THE DATA:
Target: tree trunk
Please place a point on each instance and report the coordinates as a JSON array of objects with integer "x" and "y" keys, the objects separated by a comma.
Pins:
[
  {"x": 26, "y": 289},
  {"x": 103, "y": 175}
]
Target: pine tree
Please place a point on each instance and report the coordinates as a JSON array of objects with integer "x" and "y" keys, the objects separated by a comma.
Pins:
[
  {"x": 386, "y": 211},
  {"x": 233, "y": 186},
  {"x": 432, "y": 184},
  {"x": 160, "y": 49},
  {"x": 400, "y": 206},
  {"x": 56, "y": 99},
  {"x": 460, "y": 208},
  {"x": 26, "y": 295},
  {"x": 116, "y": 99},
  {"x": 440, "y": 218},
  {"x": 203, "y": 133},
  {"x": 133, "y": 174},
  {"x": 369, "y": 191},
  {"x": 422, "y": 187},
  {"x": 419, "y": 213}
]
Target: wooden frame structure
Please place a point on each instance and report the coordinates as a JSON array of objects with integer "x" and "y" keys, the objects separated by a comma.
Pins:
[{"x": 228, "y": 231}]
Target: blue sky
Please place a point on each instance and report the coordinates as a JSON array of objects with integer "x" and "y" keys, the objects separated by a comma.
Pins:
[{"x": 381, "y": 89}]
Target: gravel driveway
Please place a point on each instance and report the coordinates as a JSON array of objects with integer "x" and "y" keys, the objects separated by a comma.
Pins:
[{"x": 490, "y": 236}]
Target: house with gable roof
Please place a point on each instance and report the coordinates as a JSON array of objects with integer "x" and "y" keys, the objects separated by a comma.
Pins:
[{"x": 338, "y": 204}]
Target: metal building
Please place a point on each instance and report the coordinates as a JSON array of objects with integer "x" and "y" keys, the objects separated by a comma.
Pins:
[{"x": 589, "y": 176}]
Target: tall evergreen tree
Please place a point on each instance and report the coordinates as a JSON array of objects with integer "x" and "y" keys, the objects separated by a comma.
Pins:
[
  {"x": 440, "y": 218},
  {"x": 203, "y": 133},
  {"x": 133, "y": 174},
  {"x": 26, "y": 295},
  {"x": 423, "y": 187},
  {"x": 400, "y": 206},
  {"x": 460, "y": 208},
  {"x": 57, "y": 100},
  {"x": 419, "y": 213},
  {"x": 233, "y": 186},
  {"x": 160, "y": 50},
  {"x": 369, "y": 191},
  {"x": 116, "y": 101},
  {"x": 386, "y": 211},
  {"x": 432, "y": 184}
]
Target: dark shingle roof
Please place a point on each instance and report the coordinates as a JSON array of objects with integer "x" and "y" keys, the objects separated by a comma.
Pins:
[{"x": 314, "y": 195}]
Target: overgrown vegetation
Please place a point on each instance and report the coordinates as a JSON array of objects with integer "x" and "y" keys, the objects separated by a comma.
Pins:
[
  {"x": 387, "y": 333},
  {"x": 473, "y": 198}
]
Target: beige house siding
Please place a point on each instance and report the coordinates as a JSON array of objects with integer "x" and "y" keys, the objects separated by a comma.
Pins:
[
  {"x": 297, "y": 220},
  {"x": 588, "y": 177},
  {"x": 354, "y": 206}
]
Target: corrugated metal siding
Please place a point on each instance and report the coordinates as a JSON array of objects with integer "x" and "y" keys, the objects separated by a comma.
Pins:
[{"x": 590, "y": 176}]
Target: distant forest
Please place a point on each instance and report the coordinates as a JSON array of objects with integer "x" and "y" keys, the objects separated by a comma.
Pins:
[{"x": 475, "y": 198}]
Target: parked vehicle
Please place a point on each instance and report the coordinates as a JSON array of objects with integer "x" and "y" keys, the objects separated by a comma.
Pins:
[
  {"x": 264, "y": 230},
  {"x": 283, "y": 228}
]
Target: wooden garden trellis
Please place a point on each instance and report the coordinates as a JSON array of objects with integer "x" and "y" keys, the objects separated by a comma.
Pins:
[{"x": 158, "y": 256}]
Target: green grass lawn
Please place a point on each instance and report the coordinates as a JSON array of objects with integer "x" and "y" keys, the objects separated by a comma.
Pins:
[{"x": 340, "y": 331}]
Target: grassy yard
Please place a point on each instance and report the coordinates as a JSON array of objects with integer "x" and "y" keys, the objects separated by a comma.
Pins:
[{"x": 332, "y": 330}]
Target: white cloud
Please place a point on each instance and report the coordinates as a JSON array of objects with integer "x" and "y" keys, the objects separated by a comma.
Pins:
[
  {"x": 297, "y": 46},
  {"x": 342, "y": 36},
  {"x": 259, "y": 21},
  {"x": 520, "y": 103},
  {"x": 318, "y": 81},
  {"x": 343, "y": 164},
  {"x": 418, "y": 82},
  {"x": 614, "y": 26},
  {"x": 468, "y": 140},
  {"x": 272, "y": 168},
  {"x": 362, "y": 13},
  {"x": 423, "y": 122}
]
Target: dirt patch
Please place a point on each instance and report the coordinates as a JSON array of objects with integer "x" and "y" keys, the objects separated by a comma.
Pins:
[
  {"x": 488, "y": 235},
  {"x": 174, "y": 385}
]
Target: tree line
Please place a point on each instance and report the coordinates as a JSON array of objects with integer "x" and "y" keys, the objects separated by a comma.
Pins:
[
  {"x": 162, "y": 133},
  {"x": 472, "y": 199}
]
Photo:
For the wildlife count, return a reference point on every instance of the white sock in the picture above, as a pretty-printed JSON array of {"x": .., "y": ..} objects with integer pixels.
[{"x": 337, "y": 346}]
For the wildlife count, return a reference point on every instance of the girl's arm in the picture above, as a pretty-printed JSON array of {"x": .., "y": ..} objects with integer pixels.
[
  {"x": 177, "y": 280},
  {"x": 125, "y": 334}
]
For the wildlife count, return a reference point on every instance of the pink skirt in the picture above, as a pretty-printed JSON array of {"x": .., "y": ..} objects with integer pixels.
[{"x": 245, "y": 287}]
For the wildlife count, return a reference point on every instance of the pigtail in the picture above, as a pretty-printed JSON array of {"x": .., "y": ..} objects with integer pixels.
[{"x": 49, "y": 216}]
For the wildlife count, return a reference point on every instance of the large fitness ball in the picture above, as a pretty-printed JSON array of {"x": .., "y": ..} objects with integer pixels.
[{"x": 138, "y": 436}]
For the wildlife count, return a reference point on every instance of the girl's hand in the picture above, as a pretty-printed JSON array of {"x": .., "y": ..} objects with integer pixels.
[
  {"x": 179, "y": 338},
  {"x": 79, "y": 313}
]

DESCRIPTION OF THE TASK: Recopy all the entries faithfully, leaving none out.

RESPONSE AREA:
Target: tree trunk
Please place a point on each instance and report the coordinates as a JSON array of objects with integer "x" and "y" keys, the objects separated by a comma.
Pins:
[
  {"x": 26, "y": 289},
  {"x": 103, "y": 175}
]
Target: pine tree
Please place a point on each instance and report the coordinates as a JSON array of objects with integer "x" and "y" keys, the objects separated by a comma.
Pins:
[
  {"x": 386, "y": 211},
  {"x": 233, "y": 186},
  {"x": 432, "y": 184},
  {"x": 160, "y": 49},
  {"x": 400, "y": 206},
  {"x": 56, "y": 99},
  {"x": 460, "y": 208},
  {"x": 26, "y": 295},
  {"x": 116, "y": 99},
  {"x": 440, "y": 218},
  {"x": 203, "y": 133},
  {"x": 133, "y": 174},
  {"x": 369, "y": 191},
  {"x": 422, "y": 187},
  {"x": 419, "y": 213}
]
Target: wooden frame structure
Please place a point on each instance and report the coordinates as a JSON array of objects with integer "x" and "y" keys, the objects separated by a comma.
Pins:
[{"x": 228, "y": 231}]
Target: blue sky
Please place a point on each instance and report the coordinates as a JSON array of objects with integer "x" and "y" keys, the objects separated by a comma.
Pins:
[{"x": 381, "y": 89}]
Target: gravel driveway
Please place a point on each instance and report the coordinates as a JSON array of objects with integer "x" and "y" keys, the objects separated by a comma.
Pins:
[{"x": 490, "y": 236}]
Target: house with gable roof
Please place a point on each instance and report the coordinates as a JSON array of objects with integer "x" and "y" keys, the objects separated by a comma.
Pins:
[{"x": 338, "y": 204}]
Target: metal building
Please place a point on each instance and report the coordinates as a JSON array of objects with integer "x" and "y" keys, the objects separated by a comma.
Pins:
[{"x": 589, "y": 176}]
Target: tall evergreen tree
Please place a point on each instance and report the coordinates as a JSON array of objects with integer "x" and "y" keys, the objects separated by a comma.
Pins:
[
  {"x": 440, "y": 218},
  {"x": 203, "y": 133},
  {"x": 133, "y": 174},
  {"x": 26, "y": 295},
  {"x": 423, "y": 187},
  {"x": 400, "y": 206},
  {"x": 460, "y": 208},
  {"x": 57, "y": 100},
  {"x": 419, "y": 213},
  {"x": 233, "y": 186},
  {"x": 160, "y": 50},
  {"x": 369, "y": 191},
  {"x": 116, "y": 101},
  {"x": 386, "y": 211},
  {"x": 432, "y": 184}
]
Target: dark shingle roof
Please place a point on each instance and report the coordinates as a JSON array of objects with integer "x" and "y" keys, the objects separated by a comma.
Pins:
[{"x": 314, "y": 195}]
Target: overgrown vegetation
Please place a point on each instance and report the coordinates as a JSON array of objects with integer "x" and "y" keys, the objects separated by a comma.
Pins:
[
  {"x": 387, "y": 333},
  {"x": 473, "y": 198}
]
Target: beige house siding
Please place a point on each instance and report the coordinates as a JSON array of objects with integer "x" and "y" keys, the objects separated by a comma.
Pins:
[
  {"x": 297, "y": 220},
  {"x": 588, "y": 177},
  {"x": 354, "y": 206}
]
Target: corrugated metal siding
Please place a point on each instance and report the coordinates as a JSON array of objects with integer "x" and "y" keys, the objects separated by a comma.
Pins:
[{"x": 590, "y": 176}]
Target: distant forest
Please place a point on each instance and report the coordinates as a JSON array of objects with integer "x" and "y" keys, the objects separated by a comma.
Pins:
[{"x": 475, "y": 198}]
Target: parked vehicle
Please place a point on each instance and report the coordinates as a JSON array of objects with integer "x" and "y" keys, the objects separated by a comma.
Pins:
[
  {"x": 264, "y": 230},
  {"x": 283, "y": 228}
]
Target: wooden garden trellis
Please place a point on each instance and report the coordinates as a JSON array of objects with integer "x" and "y" keys, the objects separated by a comma.
Pins:
[{"x": 158, "y": 256}]
Target: green grass lawn
Please place a point on each instance and report the coordinates as a JSON array of objects with integer "x" and "y" keys, the objects separated by a comma.
Pins:
[{"x": 340, "y": 331}]
Target: grassy yard
Please place a point on each instance and report the coordinates as a JSON array of objects with integer "x" and "y" keys, the objects separated by a comma.
Pins:
[{"x": 332, "y": 330}]
Target: white cloud
Please place a point on each instance and report the coordinates as a JSON array of objects with integer "x" and "y" keys, the objects separated by a comma.
Pins:
[
  {"x": 297, "y": 46},
  {"x": 342, "y": 36},
  {"x": 259, "y": 21},
  {"x": 520, "y": 103},
  {"x": 318, "y": 81},
  {"x": 343, "y": 164},
  {"x": 418, "y": 82},
  {"x": 614, "y": 26},
  {"x": 468, "y": 140},
  {"x": 272, "y": 168},
  {"x": 362, "y": 13},
  {"x": 423, "y": 122}
]
Target: dirt patch
Please place a point on each instance and report the coordinates as a JSON array of objects with integer "x" and "y" keys, the objects separated by a comma.
Pins:
[
  {"x": 488, "y": 235},
  {"x": 174, "y": 385}
]
Target: tree line
Please place a point on each instance and report the coordinates as a JSON array of objects with integer "x" and "y" keys, the objects separated by a comma.
Pins:
[
  {"x": 162, "y": 133},
  {"x": 472, "y": 199}
]
Photo:
For the wildlife count, return a reference point on every instance of the white sock in the picture above, as a pretty-printed JSON array of {"x": .., "y": ..} objects with integer pixels.
[{"x": 337, "y": 346}]
For the wildlife count, return a reference point on every instance of the girl's arm in the picture above, as a pretty-printed JSON array of {"x": .., "y": ..} objects with integer pixels.
[
  {"x": 177, "y": 280},
  {"x": 125, "y": 334}
]
For the wildlife count, return a reference point on every instance of the pink skirt in the picture above, as a pretty-printed JSON array of {"x": .., "y": ..} objects with integer pixels.
[{"x": 245, "y": 287}]
For the wildlife count, return a reference point on every instance of the pigtail in the picture above, as a pretty-printed JSON array of {"x": .., "y": ..} objects with integer pixels.
[{"x": 49, "y": 216}]
For the wildlife count, return a reference point on every instance of the large fitness ball in the picture above, as a pretty-printed JSON array of {"x": .., "y": ..} objects with integer pixels.
[{"x": 138, "y": 436}]
For the wildlife count, return a reference point on every instance of the girl's hand in the picture above, as a pretty-printed JSON array of {"x": .., "y": ..} objects with integer pixels.
[
  {"x": 179, "y": 338},
  {"x": 79, "y": 313}
]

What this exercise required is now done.